Reproduce, word for word, the part of the text on alternatives to lumber that begins with the words "New look at" and ends with "go back centuries.".

*SELECTED TEXT:*
┏━━

Moving beyond lumber
Long used worldwide as a construction material because of its abundance, low cost, and durability, wood is facing its challengers in the building arena.
From natural materials to man-made goods, products are constantly being introduced to the market that rival hardwoods like oak, maple, ash, and cherry, and softwoods such as pine, cedar, fir, spruce, and hemlock.
Wood has its advantages and disadvantages. On the positive side, it has lasting thermal properties, absorbs sound, and is lightweight and durable. Its downside includes vulnerability to fire, flood, and insects such as termites, always ready to reduce wood structures to sawdust.
Rising costs and fragile supply – as evidenced during the pandemic – are leading some builders to explore alternatives to wood, including such natural materials as stone, clay, straw, bamboo, hemp for walls, and wool and recycled jeans for insulation, or the growing number of man-made materials. In some developing countries, using discarded material like old tires filled with compacted earth or even metal cans to create walls has long been an accepted solution.
New look at old ideas
In his book, The Complete Guide to Alternative Home Building Materials & Methods: Including Sod, Compressed Earth, Plaster, Straw, Beer Cans, Bottles, Cordwood, and Many Other Low-Cost Materials, Jon Nunan writes that many building materials and methods today considered ‘alternative’ go back centuries.
“The reason why these building techniques are gaining popularity in modern times is twofold,” says the author. “First, these old building techniques are far more eco-friendly than the majority of structures we are used to seeing; second, these structures are simple enough in nature that they can be built cheaply and without the aid of a lot of the heavy and expensive equipment associated with most new construction.”
Along with wood, the Earth provides an abundance of materials that can be used in building, either in their natural state or mixed with other products.
Farmed for thousands of years, fibres in hemp have been used for everything from paper to fabric to rope. When mixed with lime, pozzolans (siliceous materials), and sand, it can be made into biocomposite Hempcrete. Although it doesn’t have the same strength as concrete, Hempcrete or hemp-lime is an excellent, affordable insulator with moisture-resistant properties.
Another product gaining popularity for its properties is insulation made from recycled denim. Originally made from cotton – which is itself natural – old jeans are stripped of metals such as zippers and buttons, shredded, and deconstructed back into fibres before being processed with fire retardant and made into insulation sheets. Like Hempcrete, this insulation has a high R-value and sound-minimizing properties, doesn’t give off headache-causing volatile organic compounds (VOCs), and best of all, it repurposes natural materials.

┗━━

*EXTRACTED MATERIAL:*
┏━━

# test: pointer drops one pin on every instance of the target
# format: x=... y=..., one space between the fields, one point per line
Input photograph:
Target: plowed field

┗━━
┏━━

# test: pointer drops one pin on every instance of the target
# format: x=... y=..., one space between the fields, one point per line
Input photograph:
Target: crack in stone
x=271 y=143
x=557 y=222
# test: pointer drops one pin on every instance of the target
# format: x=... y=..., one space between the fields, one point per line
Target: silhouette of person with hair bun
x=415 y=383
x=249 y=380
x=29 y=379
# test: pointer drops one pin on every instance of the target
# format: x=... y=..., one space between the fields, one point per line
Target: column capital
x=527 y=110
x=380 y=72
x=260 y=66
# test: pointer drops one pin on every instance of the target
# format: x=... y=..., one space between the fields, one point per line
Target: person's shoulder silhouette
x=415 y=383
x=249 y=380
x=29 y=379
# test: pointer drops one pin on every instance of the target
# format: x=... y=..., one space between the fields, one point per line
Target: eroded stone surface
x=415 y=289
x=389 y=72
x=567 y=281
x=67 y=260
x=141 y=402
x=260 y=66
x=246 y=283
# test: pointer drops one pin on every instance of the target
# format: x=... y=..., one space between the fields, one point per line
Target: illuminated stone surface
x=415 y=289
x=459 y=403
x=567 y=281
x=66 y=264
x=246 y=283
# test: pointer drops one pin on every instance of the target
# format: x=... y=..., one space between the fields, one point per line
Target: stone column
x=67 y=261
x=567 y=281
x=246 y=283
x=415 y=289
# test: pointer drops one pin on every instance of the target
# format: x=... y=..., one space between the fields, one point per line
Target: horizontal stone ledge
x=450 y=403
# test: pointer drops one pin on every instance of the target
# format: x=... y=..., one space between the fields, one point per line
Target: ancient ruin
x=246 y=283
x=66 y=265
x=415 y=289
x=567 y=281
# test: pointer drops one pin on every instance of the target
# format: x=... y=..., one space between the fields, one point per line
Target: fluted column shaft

┗━━
┏━━

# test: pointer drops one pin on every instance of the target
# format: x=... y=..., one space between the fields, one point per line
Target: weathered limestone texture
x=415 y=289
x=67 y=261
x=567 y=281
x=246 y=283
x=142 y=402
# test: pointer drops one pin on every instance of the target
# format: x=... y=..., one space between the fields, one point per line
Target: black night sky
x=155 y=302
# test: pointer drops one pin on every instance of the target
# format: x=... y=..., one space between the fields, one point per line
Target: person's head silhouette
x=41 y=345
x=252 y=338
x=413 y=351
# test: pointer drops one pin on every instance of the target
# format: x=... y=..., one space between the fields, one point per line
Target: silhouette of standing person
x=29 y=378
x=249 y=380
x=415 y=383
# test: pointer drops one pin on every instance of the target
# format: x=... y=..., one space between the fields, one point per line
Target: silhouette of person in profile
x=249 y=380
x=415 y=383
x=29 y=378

┗━━

*TASK OUTPUT:*
New look at old ideas
In his book, The Complete Guide to Alternative Home Building Materials & Methods: Including Sod, Compressed Earth, Plaster, Straw, Beer Cans, Bottles, Cordwood, and Many Other Low-Cost Materials, Jon Nunan writes that many building materials and methods today considered ‘alternative’ go back centuries.